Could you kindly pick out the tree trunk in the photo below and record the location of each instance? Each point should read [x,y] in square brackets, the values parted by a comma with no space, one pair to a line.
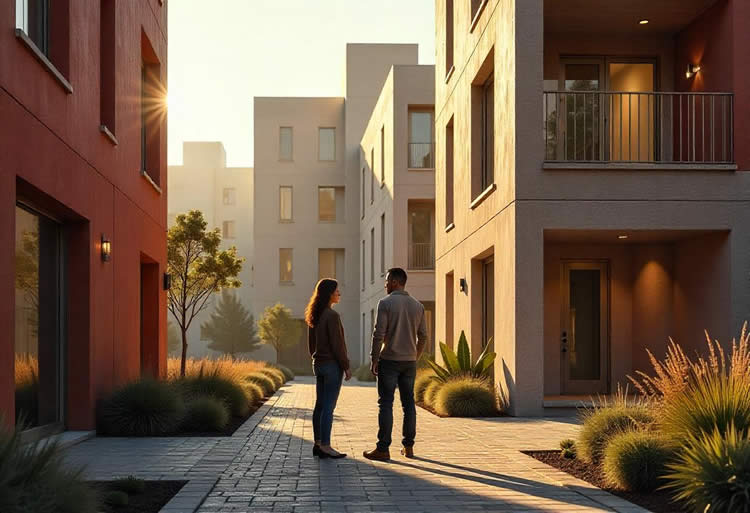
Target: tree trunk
[184,352]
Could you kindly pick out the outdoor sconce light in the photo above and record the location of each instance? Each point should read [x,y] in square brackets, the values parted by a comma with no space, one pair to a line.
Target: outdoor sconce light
[106,248]
[692,70]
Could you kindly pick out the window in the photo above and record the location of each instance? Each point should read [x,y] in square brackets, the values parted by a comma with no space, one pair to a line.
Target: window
[372,176]
[421,154]
[227,229]
[152,111]
[229,196]
[364,276]
[285,203]
[331,264]
[107,44]
[327,144]
[382,245]
[372,255]
[285,265]
[449,141]
[285,143]
[382,155]
[448,36]
[483,129]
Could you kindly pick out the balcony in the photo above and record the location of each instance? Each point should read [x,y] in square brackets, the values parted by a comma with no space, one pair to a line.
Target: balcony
[421,256]
[421,156]
[586,128]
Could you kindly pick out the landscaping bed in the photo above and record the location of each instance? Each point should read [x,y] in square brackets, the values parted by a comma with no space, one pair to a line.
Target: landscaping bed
[155,495]
[657,501]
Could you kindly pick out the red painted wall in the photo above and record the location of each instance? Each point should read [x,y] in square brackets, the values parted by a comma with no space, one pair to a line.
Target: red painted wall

-------

**Goal of the exercise:** Write out everything in the data word for word. Omit each picture.

**Written solution:**
Could you kindly pick out the tree trunk in the photo below and record the location of each instance? Each point should read [x,y] in square brackets, the values parted by a comma with no space, one pair to a line.
Target: tree trunk
[184,352]
Could you kindly pick out the outdoor sconce light in the photo above and record the location of each instance? Each point should read [x,y] in square brackets, the values parted by a comma with no space, one pair to a line.
Target: outdoor sconce light
[106,248]
[692,70]
Could you kindly pick out the window in the photo above and record the location of each instance? Each point should read [x,y] in square brackets, the values parted by a comma with no space, one pair to a line.
Target: window
[372,176]
[421,154]
[227,229]
[152,111]
[229,196]
[364,276]
[285,203]
[331,264]
[107,44]
[327,144]
[382,245]
[372,255]
[285,265]
[449,141]
[285,143]
[382,155]
[448,36]
[483,129]
Could you kindly pick out the balcony in the photo above and record the location of each instance? Each point should read [x,y] in square brackets, the values parted by a comma with no space, one pair to a line.
Target: balcony
[421,256]
[421,156]
[586,128]
Could you kindly pick out the landscaping bed in the photo above and record the location of each instance? Each point should read [x,y] in square brackets, the values parted by a comma with no space, one pair to a line.
Target: landscaping bed
[155,495]
[657,501]
Could you kindly pick out the red painted wall in the photo above and record the location of each instance? Each point should read [x,y] in square brackets, the values parted by a comma with no space, one pair to a line.
Target: red painted wall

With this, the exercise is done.